**WHAT TO DO:** How many lines of the following material contain the string "below", matching case exactly? Reply with the number alone.

**EXCERPTED DATA:**
□ □ □ □

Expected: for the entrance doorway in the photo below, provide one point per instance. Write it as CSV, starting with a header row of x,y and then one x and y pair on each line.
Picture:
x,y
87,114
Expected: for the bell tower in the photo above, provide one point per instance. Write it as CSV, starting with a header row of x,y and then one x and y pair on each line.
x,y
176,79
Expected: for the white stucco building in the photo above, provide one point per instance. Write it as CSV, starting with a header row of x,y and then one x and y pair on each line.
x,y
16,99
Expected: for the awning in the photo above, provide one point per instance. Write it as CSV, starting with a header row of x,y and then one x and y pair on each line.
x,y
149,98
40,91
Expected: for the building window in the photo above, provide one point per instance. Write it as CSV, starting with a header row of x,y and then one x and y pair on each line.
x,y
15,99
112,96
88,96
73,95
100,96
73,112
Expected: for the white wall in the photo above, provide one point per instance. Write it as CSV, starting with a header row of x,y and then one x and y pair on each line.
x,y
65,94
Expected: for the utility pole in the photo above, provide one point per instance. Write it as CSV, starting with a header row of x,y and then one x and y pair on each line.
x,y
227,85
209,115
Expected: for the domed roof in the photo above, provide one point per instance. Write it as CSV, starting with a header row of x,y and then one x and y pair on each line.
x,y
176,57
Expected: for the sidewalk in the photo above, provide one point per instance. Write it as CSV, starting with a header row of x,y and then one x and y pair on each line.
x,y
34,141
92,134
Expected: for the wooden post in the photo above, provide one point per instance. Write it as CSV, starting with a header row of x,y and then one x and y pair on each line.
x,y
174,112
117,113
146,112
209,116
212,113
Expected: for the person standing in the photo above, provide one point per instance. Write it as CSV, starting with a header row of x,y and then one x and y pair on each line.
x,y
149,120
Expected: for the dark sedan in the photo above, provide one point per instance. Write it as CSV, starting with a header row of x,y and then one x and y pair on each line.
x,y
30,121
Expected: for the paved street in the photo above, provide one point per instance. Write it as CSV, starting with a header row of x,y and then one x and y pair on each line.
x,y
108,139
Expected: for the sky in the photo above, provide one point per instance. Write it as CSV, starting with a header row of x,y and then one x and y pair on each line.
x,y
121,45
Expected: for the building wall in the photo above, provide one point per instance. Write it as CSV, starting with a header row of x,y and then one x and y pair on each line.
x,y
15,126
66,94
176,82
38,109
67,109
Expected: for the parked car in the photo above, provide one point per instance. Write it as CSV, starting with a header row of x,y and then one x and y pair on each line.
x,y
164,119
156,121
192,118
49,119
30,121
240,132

□ □ □ □

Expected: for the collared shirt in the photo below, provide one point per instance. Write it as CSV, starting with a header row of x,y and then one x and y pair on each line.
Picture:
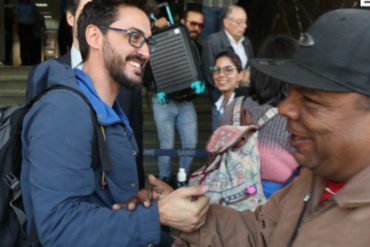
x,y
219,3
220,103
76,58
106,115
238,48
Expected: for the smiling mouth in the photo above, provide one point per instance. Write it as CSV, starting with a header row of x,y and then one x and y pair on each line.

□ □ □ □

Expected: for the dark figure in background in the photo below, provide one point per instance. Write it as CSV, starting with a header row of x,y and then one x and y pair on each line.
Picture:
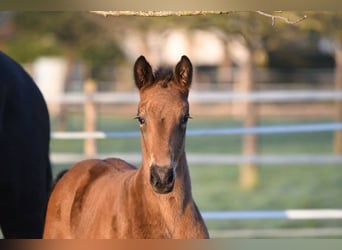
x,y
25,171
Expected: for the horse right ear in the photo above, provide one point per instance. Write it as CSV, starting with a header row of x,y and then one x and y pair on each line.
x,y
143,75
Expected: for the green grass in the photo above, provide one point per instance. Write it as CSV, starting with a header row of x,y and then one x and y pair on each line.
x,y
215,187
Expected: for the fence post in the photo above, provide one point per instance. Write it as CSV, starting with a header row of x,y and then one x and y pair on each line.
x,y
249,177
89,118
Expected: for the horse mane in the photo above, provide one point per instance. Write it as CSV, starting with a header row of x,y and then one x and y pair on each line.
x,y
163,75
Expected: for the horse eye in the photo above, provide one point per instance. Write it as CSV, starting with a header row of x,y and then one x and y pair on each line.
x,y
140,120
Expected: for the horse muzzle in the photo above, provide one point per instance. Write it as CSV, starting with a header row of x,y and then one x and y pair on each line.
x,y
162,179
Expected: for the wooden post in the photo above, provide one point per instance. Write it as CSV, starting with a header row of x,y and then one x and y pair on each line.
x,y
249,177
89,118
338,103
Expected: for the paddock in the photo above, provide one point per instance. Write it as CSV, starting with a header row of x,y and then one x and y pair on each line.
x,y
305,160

□ □ □ □

**WRITTEN SOLUTION:** 3